** Entries **
• • •
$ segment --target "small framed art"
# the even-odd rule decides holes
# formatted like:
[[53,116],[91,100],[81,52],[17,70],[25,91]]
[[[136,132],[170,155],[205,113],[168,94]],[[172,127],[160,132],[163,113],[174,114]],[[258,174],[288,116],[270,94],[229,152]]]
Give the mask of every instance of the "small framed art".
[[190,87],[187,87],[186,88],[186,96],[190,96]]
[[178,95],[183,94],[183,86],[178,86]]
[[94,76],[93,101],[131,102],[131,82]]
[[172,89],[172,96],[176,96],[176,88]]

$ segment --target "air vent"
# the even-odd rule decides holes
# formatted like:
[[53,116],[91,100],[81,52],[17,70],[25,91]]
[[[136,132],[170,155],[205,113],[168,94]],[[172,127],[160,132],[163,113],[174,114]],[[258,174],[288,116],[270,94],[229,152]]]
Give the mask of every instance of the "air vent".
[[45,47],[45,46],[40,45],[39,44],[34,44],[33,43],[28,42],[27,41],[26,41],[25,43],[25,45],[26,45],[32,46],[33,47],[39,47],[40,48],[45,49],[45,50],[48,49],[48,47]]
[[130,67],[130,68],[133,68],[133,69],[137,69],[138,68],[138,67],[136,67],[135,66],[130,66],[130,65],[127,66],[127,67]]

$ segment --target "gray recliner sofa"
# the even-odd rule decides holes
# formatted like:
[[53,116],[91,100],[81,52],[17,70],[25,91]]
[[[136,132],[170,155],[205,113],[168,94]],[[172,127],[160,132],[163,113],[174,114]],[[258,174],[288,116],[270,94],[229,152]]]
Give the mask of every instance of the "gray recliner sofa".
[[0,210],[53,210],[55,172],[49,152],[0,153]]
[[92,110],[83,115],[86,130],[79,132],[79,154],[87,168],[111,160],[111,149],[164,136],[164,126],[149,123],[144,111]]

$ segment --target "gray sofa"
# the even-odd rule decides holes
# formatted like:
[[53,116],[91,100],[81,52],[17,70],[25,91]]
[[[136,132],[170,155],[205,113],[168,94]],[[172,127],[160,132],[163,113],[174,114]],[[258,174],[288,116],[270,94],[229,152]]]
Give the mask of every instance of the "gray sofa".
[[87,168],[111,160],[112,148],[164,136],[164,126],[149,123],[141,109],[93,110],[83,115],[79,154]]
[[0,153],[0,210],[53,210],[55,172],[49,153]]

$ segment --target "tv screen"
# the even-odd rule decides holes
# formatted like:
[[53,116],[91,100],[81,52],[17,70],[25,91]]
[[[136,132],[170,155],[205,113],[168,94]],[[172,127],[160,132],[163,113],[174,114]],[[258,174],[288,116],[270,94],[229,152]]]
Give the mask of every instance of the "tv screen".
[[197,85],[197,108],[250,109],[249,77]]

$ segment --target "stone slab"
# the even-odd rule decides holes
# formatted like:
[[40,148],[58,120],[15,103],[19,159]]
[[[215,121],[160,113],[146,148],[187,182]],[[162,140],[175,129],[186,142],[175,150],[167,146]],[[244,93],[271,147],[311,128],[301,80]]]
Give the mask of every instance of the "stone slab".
• • •
** Aim of the task **
Retype all of the lines above without any changes.

** Answer to this task **
$ segment --target "small framed art"
# the even-odd rule decides holes
# formatted like:
[[53,116],[91,100],[81,52],[17,70],[25,91]]
[[[136,132],[170,155],[205,113],[168,94]],[[172,127],[160,132],[163,113],[174,114]],[[258,174],[288,116],[270,94],[229,152]]]
Give the mask of every instance of the "small framed art".
[[190,87],[187,87],[186,88],[186,96],[190,96]]
[[178,95],[183,94],[183,86],[178,86]]
[[94,76],[93,101],[131,102],[131,82]]
[[172,89],[172,96],[176,96],[176,88]]

$ segment --target "air vent"
# the even-odd rule decides holes
# formatted like:
[[53,116],[91,100],[81,52],[17,70],[25,91]]
[[[136,132],[170,155],[205,113],[168,94]],[[172,127],[160,132],[163,113],[174,114]],[[258,174],[288,116],[270,94],[229,152]]]
Give the mask of every instance of the "air vent".
[[45,47],[45,46],[40,45],[39,44],[34,44],[33,43],[28,42],[27,41],[26,41],[25,43],[25,45],[26,45],[32,46],[33,47],[39,47],[40,48],[45,49],[45,50],[48,49],[48,47]]
[[130,67],[130,68],[133,68],[133,69],[137,69],[138,68],[138,67],[136,67],[135,66],[130,66],[130,65],[127,66],[127,67]]

$ segment --target "gray recliner sofa"
# the even-odd rule decides holes
# formatted like:
[[53,116],[91,100],[81,52],[17,70],[25,91]]
[[[136,132],[170,155],[205,113],[168,94]],[[172,127],[160,132],[163,113],[174,114]],[[258,174],[288,116],[270,94],[229,152]]]
Give the mask of every instance of the "gray recliner sofa".
[[0,210],[53,210],[55,172],[49,152],[0,153]]
[[92,110],[83,115],[86,130],[79,132],[79,154],[87,168],[111,160],[111,149],[164,136],[164,126],[149,123],[144,111]]

$ segment --target "gray sofa"
# the even-odd rule decides holes
# formatted like:
[[53,116],[91,100],[81,52],[17,70],[25,91]]
[[[136,132],[170,155],[205,113],[168,94]],[[172,127],[160,132],[163,113],[174,114]],[[258,174],[288,116],[270,94],[229,152]]]
Give the mask of every instance of the "gray sofa".
[[87,168],[111,160],[112,148],[164,136],[164,126],[149,123],[141,109],[93,110],[83,115],[79,154]]
[[0,153],[0,210],[53,210],[55,172],[49,153]]

$ segment --target "tv screen"
# the even-odd rule decides holes
# formatted like:
[[53,116],[91,100],[81,52],[17,70],[25,91]]
[[[136,132],[170,155],[205,113],[168,94]],[[172,127],[160,132],[163,113],[174,114]],[[258,174],[288,116],[270,94],[229,152]]]
Give the mask of every instance of the "tv screen".
[[197,85],[197,108],[250,109],[249,77]]

$ segment --target "stone slab"
# the even-odd rule decides holes
# formatted like:
[[40,148],[58,120],[15,103],[19,159]]
[[[215,121],[160,113],[146,148],[187,182]],[[162,140],[175,129],[186,142],[175,150],[167,146]],[[244,93],[271,147],[311,128],[301,80]]]
Give the mask of every instance of the "stone slab".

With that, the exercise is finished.